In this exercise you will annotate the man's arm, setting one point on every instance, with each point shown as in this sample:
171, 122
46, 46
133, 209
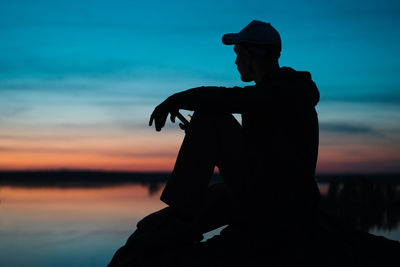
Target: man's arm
233, 100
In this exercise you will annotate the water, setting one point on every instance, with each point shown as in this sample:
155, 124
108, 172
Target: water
83, 226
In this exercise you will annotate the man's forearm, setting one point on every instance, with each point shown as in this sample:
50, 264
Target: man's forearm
232, 100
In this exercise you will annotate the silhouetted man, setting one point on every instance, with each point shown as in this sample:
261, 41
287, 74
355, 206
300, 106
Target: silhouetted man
269, 194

#####

- [What needs to be done] How many of the lines above contain the word "will"? Only the number should be given.

- [Problem solution] 4